AVAILABLE DATA —
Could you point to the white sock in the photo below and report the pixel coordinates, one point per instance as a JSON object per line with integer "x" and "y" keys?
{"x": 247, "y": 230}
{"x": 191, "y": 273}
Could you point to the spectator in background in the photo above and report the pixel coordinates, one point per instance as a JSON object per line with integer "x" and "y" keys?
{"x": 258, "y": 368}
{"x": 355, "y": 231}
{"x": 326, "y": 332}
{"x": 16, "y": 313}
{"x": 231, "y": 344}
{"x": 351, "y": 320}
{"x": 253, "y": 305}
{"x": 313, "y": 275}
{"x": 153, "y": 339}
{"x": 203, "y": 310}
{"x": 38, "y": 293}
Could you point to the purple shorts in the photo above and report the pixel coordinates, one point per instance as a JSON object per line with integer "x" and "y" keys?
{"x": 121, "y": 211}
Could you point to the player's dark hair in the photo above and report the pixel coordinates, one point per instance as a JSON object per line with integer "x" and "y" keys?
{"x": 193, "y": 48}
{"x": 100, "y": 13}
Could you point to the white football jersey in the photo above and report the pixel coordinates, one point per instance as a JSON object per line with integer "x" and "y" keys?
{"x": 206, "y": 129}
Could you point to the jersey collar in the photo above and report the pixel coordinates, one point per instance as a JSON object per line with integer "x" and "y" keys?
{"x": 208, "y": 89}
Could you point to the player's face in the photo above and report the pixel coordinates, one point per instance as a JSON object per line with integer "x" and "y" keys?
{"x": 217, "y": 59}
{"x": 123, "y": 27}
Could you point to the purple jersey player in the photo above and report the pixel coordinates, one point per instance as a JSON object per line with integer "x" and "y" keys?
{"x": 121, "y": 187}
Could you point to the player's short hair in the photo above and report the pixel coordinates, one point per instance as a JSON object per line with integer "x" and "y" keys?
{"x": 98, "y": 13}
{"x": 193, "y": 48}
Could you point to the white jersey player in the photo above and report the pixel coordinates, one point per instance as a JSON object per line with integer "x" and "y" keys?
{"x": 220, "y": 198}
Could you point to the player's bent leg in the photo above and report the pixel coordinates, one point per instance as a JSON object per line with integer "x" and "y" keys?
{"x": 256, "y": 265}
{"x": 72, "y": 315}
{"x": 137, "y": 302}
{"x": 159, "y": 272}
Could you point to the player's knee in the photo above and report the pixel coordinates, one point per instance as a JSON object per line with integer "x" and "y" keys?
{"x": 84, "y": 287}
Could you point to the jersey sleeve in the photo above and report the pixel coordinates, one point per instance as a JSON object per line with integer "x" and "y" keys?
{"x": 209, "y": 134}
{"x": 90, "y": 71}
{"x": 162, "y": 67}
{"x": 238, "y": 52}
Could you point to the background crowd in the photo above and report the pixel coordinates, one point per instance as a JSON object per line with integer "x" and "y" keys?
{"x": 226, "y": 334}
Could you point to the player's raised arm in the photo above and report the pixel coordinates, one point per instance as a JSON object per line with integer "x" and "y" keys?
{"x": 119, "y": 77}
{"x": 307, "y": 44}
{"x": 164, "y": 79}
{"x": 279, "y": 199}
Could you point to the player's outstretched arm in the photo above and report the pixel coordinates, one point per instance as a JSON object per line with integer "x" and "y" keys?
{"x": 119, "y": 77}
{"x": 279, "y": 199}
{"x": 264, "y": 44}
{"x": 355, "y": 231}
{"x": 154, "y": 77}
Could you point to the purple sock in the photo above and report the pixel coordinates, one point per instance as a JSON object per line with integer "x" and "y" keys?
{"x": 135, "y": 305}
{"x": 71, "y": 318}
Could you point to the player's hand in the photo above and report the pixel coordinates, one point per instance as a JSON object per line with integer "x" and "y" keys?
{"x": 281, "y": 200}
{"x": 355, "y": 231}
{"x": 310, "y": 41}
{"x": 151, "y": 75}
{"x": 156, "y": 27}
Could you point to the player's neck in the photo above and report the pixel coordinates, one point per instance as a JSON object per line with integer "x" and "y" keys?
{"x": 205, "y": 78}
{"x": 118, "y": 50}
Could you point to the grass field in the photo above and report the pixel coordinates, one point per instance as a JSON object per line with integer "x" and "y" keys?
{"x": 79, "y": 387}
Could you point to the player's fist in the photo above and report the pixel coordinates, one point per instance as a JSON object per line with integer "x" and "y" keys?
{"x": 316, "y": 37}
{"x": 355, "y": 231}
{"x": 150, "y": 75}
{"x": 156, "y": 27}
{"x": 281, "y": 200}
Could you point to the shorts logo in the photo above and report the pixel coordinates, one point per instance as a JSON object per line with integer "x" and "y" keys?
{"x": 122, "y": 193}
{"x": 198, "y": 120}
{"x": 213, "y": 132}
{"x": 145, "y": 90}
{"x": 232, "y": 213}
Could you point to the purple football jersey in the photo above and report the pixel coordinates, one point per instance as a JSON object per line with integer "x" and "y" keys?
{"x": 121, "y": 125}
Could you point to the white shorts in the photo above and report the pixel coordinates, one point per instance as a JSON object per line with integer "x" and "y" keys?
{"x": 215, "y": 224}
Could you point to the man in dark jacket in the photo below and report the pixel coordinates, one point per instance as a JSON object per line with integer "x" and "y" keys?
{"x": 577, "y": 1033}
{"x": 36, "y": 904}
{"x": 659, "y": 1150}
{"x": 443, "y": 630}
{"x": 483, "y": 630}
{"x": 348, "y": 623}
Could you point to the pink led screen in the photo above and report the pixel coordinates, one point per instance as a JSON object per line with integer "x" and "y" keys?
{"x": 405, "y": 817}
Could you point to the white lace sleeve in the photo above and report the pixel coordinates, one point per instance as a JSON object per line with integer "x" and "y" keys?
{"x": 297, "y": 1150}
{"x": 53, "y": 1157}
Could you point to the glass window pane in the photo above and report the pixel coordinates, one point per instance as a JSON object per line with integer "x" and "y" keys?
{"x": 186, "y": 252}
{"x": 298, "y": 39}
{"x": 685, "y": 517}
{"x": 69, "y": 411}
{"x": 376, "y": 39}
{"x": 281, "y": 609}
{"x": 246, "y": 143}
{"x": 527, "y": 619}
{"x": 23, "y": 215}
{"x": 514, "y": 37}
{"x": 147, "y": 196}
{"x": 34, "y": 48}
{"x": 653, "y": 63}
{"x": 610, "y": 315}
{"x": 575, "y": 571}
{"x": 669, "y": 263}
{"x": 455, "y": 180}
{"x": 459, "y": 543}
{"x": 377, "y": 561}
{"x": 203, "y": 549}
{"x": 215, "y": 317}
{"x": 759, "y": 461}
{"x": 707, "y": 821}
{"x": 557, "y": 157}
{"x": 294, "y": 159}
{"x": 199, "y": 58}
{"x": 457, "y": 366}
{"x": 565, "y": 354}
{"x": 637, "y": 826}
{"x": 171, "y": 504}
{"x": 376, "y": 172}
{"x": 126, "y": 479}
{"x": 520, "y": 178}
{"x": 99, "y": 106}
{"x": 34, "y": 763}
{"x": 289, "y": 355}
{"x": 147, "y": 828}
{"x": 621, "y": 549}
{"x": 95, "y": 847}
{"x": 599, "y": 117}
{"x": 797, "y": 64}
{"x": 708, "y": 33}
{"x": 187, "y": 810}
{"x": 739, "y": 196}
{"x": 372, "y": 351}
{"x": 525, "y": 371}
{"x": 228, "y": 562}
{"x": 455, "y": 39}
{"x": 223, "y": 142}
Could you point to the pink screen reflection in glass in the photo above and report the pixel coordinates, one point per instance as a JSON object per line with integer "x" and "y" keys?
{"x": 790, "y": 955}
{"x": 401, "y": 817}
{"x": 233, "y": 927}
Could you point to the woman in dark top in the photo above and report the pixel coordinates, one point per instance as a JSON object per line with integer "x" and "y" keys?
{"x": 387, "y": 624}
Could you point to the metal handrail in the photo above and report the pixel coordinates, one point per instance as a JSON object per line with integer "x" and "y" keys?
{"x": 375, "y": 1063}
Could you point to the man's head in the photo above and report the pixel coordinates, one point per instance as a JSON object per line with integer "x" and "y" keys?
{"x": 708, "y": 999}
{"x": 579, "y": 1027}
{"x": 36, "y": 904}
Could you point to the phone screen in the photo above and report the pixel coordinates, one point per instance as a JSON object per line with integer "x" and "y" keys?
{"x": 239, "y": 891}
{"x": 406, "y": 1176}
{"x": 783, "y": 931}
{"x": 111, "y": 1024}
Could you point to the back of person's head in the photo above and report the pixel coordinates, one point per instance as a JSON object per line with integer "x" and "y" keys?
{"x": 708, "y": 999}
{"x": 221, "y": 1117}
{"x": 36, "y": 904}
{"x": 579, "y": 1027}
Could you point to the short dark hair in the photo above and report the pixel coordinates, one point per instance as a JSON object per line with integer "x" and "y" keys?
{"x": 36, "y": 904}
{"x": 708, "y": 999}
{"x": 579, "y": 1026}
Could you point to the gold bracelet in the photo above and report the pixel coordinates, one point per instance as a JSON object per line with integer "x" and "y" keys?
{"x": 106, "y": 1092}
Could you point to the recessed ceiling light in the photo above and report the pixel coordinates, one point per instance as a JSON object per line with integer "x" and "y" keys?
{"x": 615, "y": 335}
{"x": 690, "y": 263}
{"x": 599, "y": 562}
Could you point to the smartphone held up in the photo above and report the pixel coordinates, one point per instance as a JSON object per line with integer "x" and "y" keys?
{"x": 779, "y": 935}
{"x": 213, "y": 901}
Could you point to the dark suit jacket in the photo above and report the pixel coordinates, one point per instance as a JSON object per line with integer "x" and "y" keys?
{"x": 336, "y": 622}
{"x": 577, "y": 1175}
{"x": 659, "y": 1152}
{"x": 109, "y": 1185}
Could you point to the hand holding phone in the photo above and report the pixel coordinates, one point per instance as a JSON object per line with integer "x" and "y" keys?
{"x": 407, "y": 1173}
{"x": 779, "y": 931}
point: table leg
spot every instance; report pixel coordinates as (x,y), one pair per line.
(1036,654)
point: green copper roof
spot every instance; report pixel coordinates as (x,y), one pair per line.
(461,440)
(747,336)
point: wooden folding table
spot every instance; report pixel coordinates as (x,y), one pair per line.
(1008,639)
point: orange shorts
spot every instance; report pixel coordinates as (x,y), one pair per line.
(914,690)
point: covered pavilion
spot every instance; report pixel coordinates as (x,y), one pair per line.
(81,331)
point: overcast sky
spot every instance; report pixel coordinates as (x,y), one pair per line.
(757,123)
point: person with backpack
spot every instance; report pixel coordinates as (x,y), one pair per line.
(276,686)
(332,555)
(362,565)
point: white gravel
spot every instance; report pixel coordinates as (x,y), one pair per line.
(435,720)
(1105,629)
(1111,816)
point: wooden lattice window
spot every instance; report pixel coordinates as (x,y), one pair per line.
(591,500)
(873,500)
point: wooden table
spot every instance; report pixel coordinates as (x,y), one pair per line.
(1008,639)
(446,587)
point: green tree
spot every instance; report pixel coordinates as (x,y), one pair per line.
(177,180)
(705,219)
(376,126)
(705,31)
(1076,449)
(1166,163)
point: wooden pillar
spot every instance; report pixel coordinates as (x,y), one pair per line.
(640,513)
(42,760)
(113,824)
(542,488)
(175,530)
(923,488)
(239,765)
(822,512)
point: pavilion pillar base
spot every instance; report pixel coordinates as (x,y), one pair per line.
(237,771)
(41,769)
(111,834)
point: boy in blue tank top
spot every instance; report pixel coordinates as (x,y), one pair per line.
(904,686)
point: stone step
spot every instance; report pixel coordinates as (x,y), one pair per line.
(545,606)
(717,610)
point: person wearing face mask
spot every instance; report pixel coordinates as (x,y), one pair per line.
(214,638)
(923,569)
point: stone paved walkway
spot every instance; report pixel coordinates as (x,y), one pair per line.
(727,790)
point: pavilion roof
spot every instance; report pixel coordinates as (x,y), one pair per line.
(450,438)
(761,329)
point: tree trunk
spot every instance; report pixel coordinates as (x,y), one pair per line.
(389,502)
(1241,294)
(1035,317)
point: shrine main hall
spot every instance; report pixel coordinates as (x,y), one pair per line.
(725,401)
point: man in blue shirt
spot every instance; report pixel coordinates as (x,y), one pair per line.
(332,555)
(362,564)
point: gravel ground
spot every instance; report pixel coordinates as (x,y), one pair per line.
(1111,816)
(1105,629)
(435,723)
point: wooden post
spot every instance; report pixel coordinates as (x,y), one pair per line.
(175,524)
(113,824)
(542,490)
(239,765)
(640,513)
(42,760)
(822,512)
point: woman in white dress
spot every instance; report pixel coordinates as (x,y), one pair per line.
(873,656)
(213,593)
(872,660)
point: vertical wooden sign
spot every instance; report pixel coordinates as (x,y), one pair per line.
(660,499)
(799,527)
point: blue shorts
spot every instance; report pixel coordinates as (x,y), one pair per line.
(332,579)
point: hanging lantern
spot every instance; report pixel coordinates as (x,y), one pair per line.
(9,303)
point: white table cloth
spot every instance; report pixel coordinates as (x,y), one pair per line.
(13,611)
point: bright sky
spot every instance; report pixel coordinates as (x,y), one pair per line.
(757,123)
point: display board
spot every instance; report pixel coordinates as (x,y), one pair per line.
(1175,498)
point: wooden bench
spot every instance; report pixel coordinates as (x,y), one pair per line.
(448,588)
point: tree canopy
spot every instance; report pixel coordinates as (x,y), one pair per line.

ACTION ITEM — Return only the number of lines in the data above that hold the word "gravel".

RESULT BELOW — 2